• Work to complete
In the listing, change "great egret" to "snowy egret" in the stretch from the line containing "Target: great egret" through the end of the listing, and give only that stretch with everything else unchanged.

Coordinate labeling listing:
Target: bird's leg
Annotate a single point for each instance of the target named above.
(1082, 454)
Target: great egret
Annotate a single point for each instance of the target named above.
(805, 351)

• Finished exercise
Target: snowy egret
Annotate a single point for each instance of the target named above.
(805, 351)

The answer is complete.